▸ **Supplied records**:
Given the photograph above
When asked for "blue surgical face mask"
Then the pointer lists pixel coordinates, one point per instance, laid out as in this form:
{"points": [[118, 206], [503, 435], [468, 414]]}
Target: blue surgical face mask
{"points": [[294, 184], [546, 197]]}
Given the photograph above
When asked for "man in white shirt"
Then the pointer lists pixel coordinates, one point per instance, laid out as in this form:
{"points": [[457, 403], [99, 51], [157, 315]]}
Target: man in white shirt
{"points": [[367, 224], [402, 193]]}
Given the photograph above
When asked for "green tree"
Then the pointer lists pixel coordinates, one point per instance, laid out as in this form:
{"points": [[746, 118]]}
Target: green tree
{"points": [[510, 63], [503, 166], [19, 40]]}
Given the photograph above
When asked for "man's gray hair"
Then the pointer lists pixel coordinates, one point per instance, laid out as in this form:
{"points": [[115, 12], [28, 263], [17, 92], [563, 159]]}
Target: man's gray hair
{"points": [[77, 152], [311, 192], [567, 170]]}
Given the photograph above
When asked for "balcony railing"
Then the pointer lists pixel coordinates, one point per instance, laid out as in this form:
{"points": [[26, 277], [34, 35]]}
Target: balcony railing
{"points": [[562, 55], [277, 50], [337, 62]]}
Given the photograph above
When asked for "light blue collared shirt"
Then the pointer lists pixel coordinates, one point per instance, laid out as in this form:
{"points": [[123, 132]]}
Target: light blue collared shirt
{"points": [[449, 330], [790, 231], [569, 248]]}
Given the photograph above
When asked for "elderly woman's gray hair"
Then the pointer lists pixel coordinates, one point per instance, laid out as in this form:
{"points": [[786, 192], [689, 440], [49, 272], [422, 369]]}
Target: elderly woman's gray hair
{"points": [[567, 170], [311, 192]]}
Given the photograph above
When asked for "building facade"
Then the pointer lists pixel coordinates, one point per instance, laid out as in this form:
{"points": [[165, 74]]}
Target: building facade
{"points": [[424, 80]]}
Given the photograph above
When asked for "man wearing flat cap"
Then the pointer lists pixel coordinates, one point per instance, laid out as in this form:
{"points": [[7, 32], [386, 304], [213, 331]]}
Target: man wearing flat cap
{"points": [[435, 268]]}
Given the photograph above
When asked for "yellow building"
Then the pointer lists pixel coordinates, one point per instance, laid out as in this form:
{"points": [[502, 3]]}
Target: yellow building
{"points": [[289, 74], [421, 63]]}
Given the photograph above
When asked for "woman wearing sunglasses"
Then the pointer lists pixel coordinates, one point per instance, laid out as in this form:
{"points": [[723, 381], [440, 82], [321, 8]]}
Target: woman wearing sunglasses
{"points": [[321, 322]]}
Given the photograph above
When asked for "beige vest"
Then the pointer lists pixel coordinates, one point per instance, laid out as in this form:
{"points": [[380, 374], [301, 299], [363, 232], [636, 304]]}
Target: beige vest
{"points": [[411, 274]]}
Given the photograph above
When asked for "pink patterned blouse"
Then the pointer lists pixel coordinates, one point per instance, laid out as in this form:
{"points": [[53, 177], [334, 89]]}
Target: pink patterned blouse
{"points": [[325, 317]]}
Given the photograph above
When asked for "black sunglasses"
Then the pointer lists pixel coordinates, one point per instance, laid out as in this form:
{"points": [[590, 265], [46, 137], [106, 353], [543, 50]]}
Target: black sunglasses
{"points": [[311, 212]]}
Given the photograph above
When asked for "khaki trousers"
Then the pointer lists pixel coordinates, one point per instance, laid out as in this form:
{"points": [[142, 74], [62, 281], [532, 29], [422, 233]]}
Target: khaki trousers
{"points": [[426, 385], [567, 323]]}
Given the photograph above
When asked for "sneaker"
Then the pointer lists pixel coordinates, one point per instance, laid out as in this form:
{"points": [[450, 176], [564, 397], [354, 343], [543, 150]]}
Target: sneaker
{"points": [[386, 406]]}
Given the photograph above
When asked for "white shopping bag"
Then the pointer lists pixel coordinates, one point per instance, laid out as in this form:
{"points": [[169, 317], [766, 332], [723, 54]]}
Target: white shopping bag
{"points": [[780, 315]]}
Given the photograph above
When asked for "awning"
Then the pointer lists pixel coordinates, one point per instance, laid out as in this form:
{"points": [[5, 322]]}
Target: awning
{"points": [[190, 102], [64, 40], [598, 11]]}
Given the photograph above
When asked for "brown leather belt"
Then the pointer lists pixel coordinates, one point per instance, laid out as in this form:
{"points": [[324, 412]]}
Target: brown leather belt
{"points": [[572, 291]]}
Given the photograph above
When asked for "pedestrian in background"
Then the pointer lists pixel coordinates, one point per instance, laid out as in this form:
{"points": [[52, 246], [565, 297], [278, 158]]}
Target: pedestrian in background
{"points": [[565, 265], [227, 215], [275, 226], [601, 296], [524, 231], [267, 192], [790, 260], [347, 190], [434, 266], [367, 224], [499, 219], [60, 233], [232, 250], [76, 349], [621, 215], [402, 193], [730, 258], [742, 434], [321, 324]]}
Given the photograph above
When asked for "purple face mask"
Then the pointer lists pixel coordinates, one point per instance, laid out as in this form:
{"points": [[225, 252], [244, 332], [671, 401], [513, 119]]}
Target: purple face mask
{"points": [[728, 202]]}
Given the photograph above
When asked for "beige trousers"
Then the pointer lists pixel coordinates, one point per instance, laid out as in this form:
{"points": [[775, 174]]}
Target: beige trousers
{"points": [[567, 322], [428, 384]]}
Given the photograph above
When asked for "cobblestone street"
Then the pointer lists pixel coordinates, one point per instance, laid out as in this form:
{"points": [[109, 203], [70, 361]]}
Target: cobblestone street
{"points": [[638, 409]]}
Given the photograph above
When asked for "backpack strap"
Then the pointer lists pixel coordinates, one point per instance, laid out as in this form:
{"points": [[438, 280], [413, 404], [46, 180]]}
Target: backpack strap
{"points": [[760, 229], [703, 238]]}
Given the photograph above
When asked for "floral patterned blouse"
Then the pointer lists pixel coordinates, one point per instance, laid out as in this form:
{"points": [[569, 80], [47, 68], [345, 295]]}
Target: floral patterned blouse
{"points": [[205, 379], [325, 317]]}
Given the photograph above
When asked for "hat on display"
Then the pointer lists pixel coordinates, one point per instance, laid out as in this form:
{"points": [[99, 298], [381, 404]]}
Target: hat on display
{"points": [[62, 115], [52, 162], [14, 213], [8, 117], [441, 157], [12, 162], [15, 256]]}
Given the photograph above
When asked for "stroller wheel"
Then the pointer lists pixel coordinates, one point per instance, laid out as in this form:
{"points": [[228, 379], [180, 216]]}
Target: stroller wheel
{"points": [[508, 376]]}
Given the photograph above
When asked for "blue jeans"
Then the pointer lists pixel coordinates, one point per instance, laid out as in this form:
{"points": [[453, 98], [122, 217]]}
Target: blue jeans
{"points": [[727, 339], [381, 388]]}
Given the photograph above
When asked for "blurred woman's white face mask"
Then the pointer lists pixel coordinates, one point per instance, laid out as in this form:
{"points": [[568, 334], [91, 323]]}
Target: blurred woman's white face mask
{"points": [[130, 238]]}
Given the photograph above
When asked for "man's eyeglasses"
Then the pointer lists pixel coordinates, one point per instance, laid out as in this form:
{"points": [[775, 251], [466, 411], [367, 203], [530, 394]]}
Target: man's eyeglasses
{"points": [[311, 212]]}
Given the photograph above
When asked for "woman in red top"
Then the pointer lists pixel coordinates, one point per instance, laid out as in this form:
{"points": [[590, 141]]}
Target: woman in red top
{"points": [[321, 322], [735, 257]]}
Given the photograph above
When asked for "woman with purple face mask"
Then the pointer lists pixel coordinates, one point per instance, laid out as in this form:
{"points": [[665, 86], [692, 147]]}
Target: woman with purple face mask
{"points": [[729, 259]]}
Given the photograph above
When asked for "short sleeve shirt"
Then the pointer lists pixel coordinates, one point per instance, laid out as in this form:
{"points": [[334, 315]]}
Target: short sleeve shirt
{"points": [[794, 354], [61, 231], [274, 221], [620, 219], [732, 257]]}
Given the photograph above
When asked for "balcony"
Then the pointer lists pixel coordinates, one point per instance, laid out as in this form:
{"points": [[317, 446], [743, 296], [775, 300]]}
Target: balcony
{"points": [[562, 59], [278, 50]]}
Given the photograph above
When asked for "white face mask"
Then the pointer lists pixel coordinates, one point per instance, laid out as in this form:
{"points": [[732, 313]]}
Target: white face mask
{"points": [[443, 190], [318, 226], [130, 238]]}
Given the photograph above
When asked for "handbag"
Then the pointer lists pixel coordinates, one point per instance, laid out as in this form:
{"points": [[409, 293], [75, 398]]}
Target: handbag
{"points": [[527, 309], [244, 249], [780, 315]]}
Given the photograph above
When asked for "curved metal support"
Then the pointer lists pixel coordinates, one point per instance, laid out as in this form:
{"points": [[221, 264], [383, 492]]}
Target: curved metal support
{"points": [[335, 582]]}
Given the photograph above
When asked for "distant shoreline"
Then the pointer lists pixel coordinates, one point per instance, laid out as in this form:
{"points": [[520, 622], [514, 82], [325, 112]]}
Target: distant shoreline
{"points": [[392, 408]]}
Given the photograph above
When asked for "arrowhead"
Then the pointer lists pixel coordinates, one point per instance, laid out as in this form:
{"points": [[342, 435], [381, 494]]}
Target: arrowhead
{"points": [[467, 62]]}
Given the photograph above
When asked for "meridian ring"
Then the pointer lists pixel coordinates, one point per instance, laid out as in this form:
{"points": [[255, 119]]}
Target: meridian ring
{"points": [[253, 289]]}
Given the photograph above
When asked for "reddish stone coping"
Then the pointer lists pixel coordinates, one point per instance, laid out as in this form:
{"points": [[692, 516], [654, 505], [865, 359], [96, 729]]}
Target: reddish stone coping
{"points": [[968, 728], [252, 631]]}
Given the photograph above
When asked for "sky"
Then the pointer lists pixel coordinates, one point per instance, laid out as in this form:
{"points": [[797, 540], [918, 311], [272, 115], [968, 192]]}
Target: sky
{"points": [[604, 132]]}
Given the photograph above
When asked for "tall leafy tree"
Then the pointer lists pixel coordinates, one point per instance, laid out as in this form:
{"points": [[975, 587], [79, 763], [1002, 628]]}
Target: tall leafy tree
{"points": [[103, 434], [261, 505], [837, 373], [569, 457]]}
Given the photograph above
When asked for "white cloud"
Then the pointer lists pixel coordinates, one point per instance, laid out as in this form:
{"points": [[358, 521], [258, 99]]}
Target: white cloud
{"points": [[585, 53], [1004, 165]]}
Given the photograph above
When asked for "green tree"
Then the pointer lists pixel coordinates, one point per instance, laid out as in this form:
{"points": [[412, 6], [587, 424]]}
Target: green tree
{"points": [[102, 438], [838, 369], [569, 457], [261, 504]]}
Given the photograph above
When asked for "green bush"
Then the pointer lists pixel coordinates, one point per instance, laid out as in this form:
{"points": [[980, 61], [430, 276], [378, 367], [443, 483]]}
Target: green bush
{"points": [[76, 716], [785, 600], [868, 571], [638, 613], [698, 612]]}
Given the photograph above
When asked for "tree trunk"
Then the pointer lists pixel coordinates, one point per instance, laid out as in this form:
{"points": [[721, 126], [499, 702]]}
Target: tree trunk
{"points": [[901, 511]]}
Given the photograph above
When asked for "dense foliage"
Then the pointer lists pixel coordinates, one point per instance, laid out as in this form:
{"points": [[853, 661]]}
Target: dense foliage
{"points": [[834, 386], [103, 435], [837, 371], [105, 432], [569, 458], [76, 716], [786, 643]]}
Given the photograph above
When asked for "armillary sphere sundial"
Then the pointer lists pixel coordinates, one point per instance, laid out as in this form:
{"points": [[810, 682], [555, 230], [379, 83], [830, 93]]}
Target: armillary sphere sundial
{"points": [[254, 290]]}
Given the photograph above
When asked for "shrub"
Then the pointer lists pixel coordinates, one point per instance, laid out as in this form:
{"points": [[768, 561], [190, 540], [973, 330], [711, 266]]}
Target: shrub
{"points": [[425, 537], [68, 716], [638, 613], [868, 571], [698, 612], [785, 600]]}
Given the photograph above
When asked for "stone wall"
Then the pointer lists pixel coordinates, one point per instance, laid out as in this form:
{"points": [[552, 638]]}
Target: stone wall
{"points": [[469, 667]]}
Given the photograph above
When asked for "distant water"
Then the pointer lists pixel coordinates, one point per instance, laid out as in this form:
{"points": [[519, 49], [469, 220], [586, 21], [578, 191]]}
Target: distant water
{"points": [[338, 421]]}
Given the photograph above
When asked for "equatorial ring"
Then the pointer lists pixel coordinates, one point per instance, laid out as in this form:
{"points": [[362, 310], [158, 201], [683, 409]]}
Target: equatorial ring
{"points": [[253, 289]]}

▸ **Your instructions**: Once the line with "Target: shrub" is found, transcribe it and each line after it through the final line of the entries, exactly and only.

▸ **Answer area**:
Target: shrub
{"points": [[425, 537], [68, 716], [638, 613], [868, 571], [698, 612], [785, 600]]}
Given the photograph above
When asked for "stone wall"
Then the pointer lists pixel coordinates, one point per instance, laid out as in this form:
{"points": [[552, 638]]}
Target: stone wall
{"points": [[469, 667]]}
Given the photograph above
When asked for "distant water"
Then the pointer lists pixel coordinates, one point per instance, laid out as in this form:
{"points": [[519, 49], [469, 220], [586, 21], [578, 191]]}
Target: distant water
{"points": [[338, 421]]}
Given the photograph above
When asked for "equatorial ring"
Then the pointer lists pixel coordinates, one point per instance, laid out as in this form:
{"points": [[362, 310], [158, 201], [683, 409]]}
Target: equatorial ring
{"points": [[253, 289]]}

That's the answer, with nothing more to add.